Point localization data

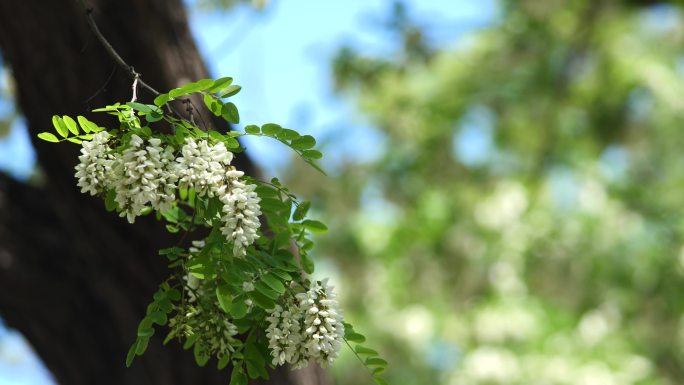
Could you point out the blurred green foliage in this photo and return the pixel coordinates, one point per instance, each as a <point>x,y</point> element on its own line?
<point>522,221</point>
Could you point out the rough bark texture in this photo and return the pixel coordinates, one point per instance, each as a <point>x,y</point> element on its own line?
<point>75,279</point>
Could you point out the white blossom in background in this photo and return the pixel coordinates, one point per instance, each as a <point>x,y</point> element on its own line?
<point>308,327</point>
<point>323,329</point>
<point>284,332</point>
<point>142,175</point>
<point>202,166</point>
<point>240,214</point>
<point>95,165</point>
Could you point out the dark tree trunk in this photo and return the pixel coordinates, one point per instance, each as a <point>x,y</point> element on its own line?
<point>75,279</point>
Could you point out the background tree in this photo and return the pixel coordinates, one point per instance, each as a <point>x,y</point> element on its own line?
<point>75,279</point>
<point>521,222</point>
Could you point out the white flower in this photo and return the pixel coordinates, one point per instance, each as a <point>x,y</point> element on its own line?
<point>203,166</point>
<point>285,336</point>
<point>241,214</point>
<point>308,327</point>
<point>323,328</point>
<point>248,286</point>
<point>142,175</point>
<point>95,167</point>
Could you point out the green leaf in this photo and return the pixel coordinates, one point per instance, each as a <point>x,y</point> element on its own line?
<point>304,142</point>
<point>162,99</point>
<point>238,377</point>
<point>282,274</point>
<point>224,297</point>
<point>110,200</point>
<point>271,129</point>
<point>230,91</point>
<point>174,294</point>
<point>230,113</point>
<point>273,282</point>
<point>376,361</point>
<point>75,140</point>
<point>315,226</point>
<point>252,129</point>
<point>154,116</point>
<point>212,104</point>
<point>256,365</point>
<point>141,346</point>
<point>287,134</point>
<point>158,317</point>
<point>262,300</point>
<point>189,88</point>
<point>220,84</point>
<point>307,263</point>
<point>201,356</point>
<point>60,127</point>
<point>86,125</point>
<point>223,362</point>
<point>48,137</point>
<point>312,154</point>
<point>189,341</point>
<point>301,210</point>
<point>238,308</point>
<point>263,288</point>
<point>70,124</point>
<point>144,108</point>
<point>362,350</point>
<point>147,332</point>
<point>355,337</point>
<point>131,354</point>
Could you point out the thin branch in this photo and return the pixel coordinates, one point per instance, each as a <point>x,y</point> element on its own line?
<point>111,51</point>
<point>135,87</point>
<point>104,86</point>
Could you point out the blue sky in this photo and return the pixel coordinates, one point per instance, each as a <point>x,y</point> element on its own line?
<point>281,56</point>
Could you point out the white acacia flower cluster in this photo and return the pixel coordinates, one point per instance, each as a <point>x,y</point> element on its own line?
<point>147,174</point>
<point>93,171</point>
<point>306,327</point>
<point>215,333</point>
<point>143,175</point>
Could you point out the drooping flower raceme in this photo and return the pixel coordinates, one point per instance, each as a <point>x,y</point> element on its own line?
<point>202,166</point>
<point>240,213</point>
<point>322,323</point>
<point>310,326</point>
<point>142,175</point>
<point>95,165</point>
<point>284,334</point>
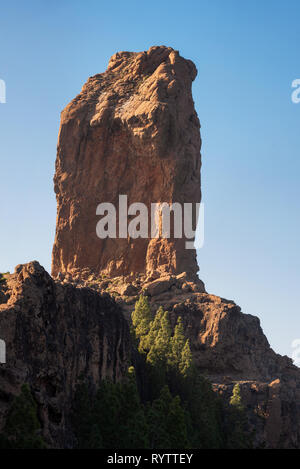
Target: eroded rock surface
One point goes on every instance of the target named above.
(133, 131)
(55, 333)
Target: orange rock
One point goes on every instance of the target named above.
(132, 130)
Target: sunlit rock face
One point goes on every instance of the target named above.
(133, 130)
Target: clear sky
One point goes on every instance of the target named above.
(247, 55)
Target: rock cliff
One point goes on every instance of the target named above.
(132, 131)
(55, 333)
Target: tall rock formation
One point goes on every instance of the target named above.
(133, 131)
(54, 335)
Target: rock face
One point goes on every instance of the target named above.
(133, 131)
(54, 334)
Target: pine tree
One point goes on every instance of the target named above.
(186, 360)
(133, 427)
(22, 429)
(141, 318)
(236, 398)
(237, 432)
(177, 344)
(167, 424)
(159, 343)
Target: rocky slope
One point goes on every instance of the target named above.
(133, 131)
(54, 334)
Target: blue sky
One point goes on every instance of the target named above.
(247, 55)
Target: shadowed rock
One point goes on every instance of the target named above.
(133, 131)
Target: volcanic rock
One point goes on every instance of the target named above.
(133, 131)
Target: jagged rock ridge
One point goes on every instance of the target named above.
(55, 334)
(133, 131)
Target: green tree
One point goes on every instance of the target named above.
(23, 429)
(159, 343)
(238, 435)
(133, 427)
(141, 318)
(236, 398)
(177, 344)
(166, 419)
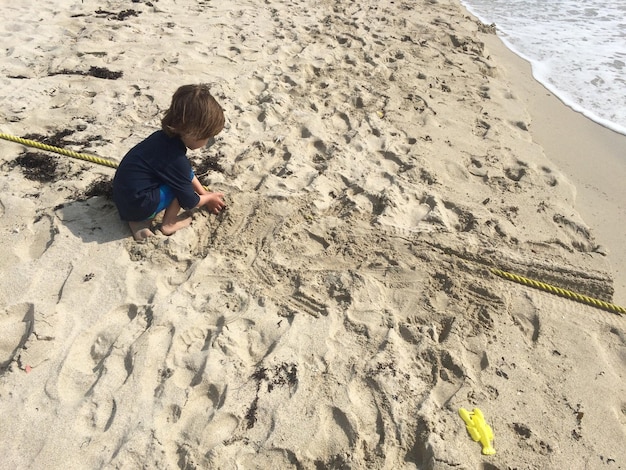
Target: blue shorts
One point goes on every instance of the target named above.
(166, 196)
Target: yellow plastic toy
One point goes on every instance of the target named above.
(478, 429)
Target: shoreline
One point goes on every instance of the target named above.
(568, 138)
(376, 163)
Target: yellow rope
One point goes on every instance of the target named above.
(558, 291)
(69, 153)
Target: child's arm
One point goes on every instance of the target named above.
(197, 186)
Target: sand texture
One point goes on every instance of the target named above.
(376, 164)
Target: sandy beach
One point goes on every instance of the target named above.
(379, 161)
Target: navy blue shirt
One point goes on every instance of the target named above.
(156, 161)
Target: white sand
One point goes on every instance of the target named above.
(377, 162)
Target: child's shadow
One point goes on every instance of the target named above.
(93, 220)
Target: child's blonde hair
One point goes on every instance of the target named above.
(194, 113)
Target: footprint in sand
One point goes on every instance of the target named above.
(100, 351)
(16, 323)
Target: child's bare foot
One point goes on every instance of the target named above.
(180, 222)
(141, 230)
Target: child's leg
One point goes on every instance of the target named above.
(171, 221)
(141, 230)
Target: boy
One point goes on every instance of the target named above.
(156, 174)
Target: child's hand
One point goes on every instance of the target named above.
(214, 202)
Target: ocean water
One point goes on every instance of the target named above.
(577, 49)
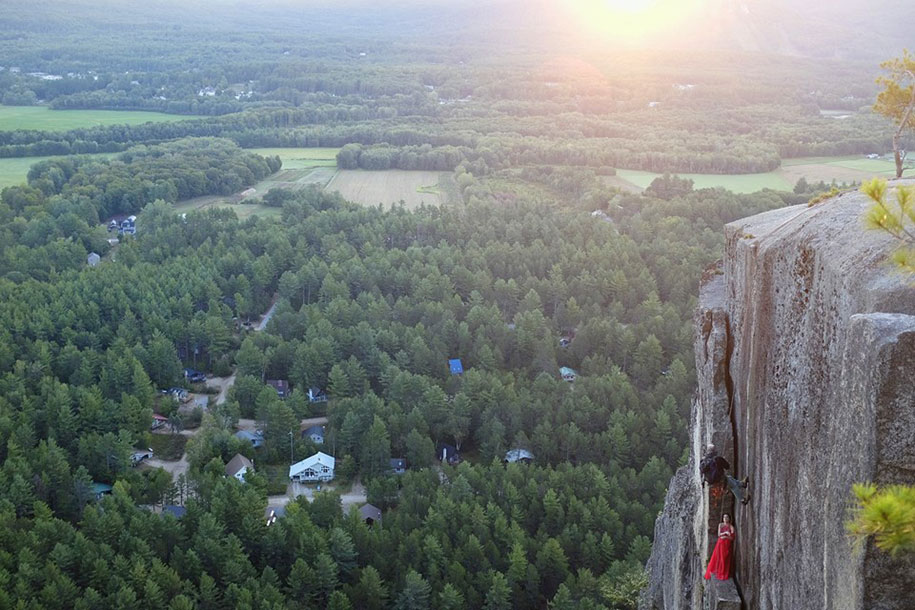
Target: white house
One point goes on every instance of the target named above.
(519, 455)
(319, 467)
(238, 466)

◆ **Instructions to follow**: Give the entries above again word for word, without any pictures.

◆ **Answer for the task**:
Could you point out the blurred green foliage in this photo and return the pixel coordinates, one point per instance, each as a <point>x,y</point> element on its own line?
<point>522,221</point>
Could you point out the rough bark texture in this photo and return the pixel coordinates, one point per instance, each as a <point>x,y</point> element on its own line?
<point>75,279</point>
Could you point out the white blossom in background in this photo and return the pixel coordinates, one point per instance, each as a <point>x,y</point> element on its own line?
<point>308,327</point>
<point>323,329</point>
<point>284,332</point>
<point>142,175</point>
<point>202,166</point>
<point>240,214</point>
<point>95,165</point>
Could you point out the dark tree trunk in this photo and return the pixel coordinates, one point per instance, each as a <point>x,y</point> element on its own line?
<point>75,279</point>
Could you point out the background tree in this photo and return the pixel coordinates, one point per instance, each as a <point>x,y</point> element on its own line?
<point>75,279</point>
<point>521,222</point>
Could you point out the white flower in this photo and return the pixel coordinates, one point per instance, each as a <point>x,y</point> element on its own line?
<point>203,166</point>
<point>285,336</point>
<point>241,214</point>
<point>308,327</point>
<point>323,328</point>
<point>248,286</point>
<point>142,175</point>
<point>95,167</point>
Could you point out the green leaf in this photo and return the pixel coordinates, one point per instance, each as a <point>x,y</point> element on its own line?
<point>304,142</point>
<point>162,99</point>
<point>238,377</point>
<point>282,274</point>
<point>224,297</point>
<point>110,200</point>
<point>271,129</point>
<point>230,91</point>
<point>174,294</point>
<point>230,113</point>
<point>273,282</point>
<point>376,361</point>
<point>75,140</point>
<point>315,226</point>
<point>252,129</point>
<point>154,116</point>
<point>212,104</point>
<point>256,365</point>
<point>141,346</point>
<point>287,134</point>
<point>158,317</point>
<point>262,300</point>
<point>189,88</point>
<point>220,84</point>
<point>307,263</point>
<point>201,356</point>
<point>60,127</point>
<point>86,125</point>
<point>223,362</point>
<point>48,137</point>
<point>312,154</point>
<point>189,341</point>
<point>301,210</point>
<point>238,308</point>
<point>263,288</point>
<point>70,124</point>
<point>144,108</point>
<point>362,350</point>
<point>147,332</point>
<point>355,337</point>
<point>131,354</point>
Could you point out the thin branch in this photo and return the pixel coordinates, one point per instance, each as a <point>x,y</point> element on its own line?
<point>111,51</point>
<point>135,87</point>
<point>104,86</point>
Could you point out the blue sky in this photo and return the pixel coordinates, one point per instance, each as a <point>x,y</point> element on its own line?
<point>281,56</point>
Could you point out the white acacia flower cluster in this photo and return the pixel coordinates, one point per instance, each as a <point>x,y</point> element on its own line?
<point>147,174</point>
<point>93,171</point>
<point>306,327</point>
<point>215,333</point>
<point>143,175</point>
Could you point out the drooping flower raceme in this photo and return the pixel coordinates, one point per instance, each as a <point>x,y</point> element on its own line?
<point>202,166</point>
<point>240,213</point>
<point>322,323</point>
<point>310,326</point>
<point>142,175</point>
<point>95,165</point>
<point>284,334</point>
Target: eroded rock surface
One point goes on every instance of the target named above.
(133, 131)
(55, 333)
Target: orange rock
One point goes on every instance of the target named above.
(132, 130)
Target: sunlit rock face
One point goes on every instance of the target named above.
(133, 130)
Target: clear sky
One point goes on every instance of the target named above.
(247, 55)
Target: rock cliff
One point goes on every instance of the target named above.
(132, 131)
(55, 333)
Target: tall rock formation
One point goes on every instance of the target named above.
(133, 131)
(54, 335)
Target: rock face
One point goes on every instance of the target named above.
(133, 131)
(54, 334)
Target: pine tree
One point goes on every instance of the target named above.
(186, 360)
(133, 427)
(22, 429)
(141, 318)
(236, 398)
(237, 432)
(177, 344)
(167, 424)
(159, 343)
Target: rocky slope
One point goes on every instance of the target named above.
(133, 131)
(54, 334)
Target: blue sky
One point goes on every instance of the target named above.
(247, 55)
Target: shadowed rock
One point goes on every instance of the target named above.
(133, 131)
Target: volcanic rock
One point goes on every instance of the target named above.
(133, 131)
Target: jagged rock ridge
One point goes on every instance of the target named above.
(55, 334)
(133, 131)
Target: green tree
One point goes on every instance of the target named above.
(23, 429)
(159, 343)
(238, 435)
(133, 427)
(141, 318)
(236, 398)
(177, 344)
(166, 419)
Target: blue shorts
One point goes on every instance of the target named above.
(166, 196)
Target: yellow plastic toy
One point goes on every instance of the target named above.
(478, 429)
Target: shoreline
One point goes on every instance of the target named above.
(568, 138)
(376, 163)
Target: yellow rope
One point goes on every instance of the target named above.
(558, 291)
(69, 153)
Target: child's arm
One point goes on every instance of the target named above.
(197, 186)
Target: sand texture
One point goes on every instance of the target named above.
(376, 164)
Target: sandy beach
One point goes on every instance of the target named above.
(379, 161)
Target: navy blue shirt
One point goes on every instance of the target named above.
(156, 161)
Target: white sand
One point goes on every instance of the target named above.
(377, 162)
Target: child's shadow
One point goes on every instance of the target named above.
(93, 220)
Target: child's blonde hair
One point goes on every instance of the target named above.
(194, 113)
Target: footprint in sand
One point goes on every instance of the target named above.
(100, 351)
(16, 323)
Target: child's bare foot
One point goes on every instance of the target named above.
(180, 222)
(141, 230)
Target: child's leg
One point goes on every instance of the target named above.
(171, 221)
(141, 230)
Target: boy
One point goes on every instance of the target named above.
(156, 174)
Target: child's hand
One point goes on every instance of the target named above.
(214, 202)
Target: ocean water
One point goes on every instance of the target named above.
(577, 49)
Target: white house
One point goes on every instance of the target named above.
(519, 455)
(319, 467)
(238, 466)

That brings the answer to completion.